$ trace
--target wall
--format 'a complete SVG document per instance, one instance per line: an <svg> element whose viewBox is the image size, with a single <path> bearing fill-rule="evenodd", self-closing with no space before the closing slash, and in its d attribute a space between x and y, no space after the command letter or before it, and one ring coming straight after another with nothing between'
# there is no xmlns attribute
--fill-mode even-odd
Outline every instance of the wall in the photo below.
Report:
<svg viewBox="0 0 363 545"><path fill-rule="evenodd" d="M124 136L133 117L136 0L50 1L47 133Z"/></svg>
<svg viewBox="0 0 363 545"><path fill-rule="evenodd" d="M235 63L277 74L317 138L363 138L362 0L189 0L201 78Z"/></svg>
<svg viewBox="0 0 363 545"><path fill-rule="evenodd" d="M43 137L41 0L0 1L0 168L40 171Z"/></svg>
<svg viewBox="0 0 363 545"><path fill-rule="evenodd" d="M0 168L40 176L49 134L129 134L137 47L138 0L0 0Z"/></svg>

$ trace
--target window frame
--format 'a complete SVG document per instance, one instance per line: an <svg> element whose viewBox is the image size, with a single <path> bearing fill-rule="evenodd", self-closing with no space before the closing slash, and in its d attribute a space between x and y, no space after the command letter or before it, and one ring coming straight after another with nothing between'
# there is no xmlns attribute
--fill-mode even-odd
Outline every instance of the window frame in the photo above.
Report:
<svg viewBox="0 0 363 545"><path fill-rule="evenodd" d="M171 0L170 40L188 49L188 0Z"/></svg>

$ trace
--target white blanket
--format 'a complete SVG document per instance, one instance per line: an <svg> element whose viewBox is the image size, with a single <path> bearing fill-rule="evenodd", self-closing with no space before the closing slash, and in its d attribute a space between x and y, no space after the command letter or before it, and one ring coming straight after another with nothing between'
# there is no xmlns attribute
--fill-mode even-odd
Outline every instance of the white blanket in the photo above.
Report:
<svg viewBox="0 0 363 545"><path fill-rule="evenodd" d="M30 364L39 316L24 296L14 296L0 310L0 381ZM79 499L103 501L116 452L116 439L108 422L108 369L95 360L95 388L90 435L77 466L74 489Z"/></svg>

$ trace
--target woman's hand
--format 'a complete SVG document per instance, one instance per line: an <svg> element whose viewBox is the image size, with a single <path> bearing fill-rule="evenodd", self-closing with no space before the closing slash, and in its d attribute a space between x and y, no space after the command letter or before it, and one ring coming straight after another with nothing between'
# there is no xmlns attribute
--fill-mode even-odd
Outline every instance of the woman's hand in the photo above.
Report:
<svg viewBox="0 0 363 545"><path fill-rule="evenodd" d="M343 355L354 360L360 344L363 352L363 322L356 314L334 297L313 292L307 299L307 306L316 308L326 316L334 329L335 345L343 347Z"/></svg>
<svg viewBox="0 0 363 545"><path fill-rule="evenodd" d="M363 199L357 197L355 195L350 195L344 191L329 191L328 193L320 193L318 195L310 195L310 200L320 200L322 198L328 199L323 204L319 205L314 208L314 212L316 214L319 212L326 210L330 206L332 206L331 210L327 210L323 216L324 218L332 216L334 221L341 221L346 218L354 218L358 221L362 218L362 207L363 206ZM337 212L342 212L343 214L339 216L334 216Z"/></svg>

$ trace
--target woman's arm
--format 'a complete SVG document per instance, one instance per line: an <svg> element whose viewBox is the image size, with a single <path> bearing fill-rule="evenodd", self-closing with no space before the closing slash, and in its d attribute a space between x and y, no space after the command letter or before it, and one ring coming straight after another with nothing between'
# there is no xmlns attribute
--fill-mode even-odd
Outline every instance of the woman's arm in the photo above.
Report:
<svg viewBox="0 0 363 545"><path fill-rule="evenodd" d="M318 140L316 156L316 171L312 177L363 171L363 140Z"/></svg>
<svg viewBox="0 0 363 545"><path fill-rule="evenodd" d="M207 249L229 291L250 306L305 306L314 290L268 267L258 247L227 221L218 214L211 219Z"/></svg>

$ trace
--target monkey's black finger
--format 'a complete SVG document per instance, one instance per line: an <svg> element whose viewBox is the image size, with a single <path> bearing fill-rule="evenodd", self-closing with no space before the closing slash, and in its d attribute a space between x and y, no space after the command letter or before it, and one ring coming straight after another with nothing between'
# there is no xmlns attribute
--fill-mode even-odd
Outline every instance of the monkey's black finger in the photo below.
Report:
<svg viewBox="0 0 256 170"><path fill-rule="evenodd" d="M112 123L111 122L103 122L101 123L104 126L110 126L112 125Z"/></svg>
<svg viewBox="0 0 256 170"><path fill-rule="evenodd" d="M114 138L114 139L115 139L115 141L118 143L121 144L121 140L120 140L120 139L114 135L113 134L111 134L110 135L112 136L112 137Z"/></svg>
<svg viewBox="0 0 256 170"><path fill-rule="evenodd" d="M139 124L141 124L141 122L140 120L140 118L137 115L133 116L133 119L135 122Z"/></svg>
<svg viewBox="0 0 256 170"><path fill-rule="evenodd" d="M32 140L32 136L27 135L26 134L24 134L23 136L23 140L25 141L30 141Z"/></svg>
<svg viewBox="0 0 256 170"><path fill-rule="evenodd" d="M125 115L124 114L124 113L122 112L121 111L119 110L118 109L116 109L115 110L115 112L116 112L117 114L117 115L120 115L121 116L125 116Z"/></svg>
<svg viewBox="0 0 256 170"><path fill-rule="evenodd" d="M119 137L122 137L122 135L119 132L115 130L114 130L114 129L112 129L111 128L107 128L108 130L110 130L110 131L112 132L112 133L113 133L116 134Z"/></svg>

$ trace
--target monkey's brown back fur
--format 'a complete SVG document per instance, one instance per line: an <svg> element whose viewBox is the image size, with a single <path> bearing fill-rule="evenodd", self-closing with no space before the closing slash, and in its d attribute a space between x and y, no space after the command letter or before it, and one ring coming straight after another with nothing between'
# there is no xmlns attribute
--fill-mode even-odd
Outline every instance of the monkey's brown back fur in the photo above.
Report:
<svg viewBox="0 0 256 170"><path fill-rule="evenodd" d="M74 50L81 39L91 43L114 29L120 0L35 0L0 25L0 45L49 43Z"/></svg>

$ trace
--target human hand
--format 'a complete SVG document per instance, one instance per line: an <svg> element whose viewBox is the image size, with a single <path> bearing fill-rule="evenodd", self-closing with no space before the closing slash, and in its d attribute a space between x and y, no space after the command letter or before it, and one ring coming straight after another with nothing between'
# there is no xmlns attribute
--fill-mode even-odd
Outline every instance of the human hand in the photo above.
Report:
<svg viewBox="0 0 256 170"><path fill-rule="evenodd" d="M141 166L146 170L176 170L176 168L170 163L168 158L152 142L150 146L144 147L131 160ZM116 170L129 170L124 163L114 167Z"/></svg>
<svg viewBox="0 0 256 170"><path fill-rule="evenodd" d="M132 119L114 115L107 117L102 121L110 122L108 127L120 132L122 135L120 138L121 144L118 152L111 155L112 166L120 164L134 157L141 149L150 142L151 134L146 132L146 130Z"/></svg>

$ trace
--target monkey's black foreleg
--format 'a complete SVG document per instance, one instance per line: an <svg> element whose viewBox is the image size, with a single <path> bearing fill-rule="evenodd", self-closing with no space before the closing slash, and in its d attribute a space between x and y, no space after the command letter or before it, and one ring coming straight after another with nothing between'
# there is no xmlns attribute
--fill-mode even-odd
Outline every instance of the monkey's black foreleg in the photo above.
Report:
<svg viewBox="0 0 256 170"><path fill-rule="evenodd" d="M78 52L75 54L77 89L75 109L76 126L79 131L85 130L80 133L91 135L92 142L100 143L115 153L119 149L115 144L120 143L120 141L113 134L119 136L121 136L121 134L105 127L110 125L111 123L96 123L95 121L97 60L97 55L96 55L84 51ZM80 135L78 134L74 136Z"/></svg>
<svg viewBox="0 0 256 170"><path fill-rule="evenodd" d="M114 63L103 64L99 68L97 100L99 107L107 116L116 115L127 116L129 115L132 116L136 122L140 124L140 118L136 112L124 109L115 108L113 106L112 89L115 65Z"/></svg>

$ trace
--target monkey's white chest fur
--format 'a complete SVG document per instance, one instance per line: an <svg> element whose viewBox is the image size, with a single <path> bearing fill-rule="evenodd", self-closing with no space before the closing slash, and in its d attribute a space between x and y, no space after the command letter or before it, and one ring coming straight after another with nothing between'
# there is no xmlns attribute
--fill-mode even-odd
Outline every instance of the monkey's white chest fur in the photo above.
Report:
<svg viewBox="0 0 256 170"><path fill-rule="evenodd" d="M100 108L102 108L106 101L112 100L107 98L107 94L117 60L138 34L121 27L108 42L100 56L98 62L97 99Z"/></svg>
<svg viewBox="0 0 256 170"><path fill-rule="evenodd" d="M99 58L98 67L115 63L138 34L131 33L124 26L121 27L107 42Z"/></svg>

==*==

#### Exercise prompt:
How many lines of the data above contain the word "chest"? Give only the number.

#### Result of the exercise:
2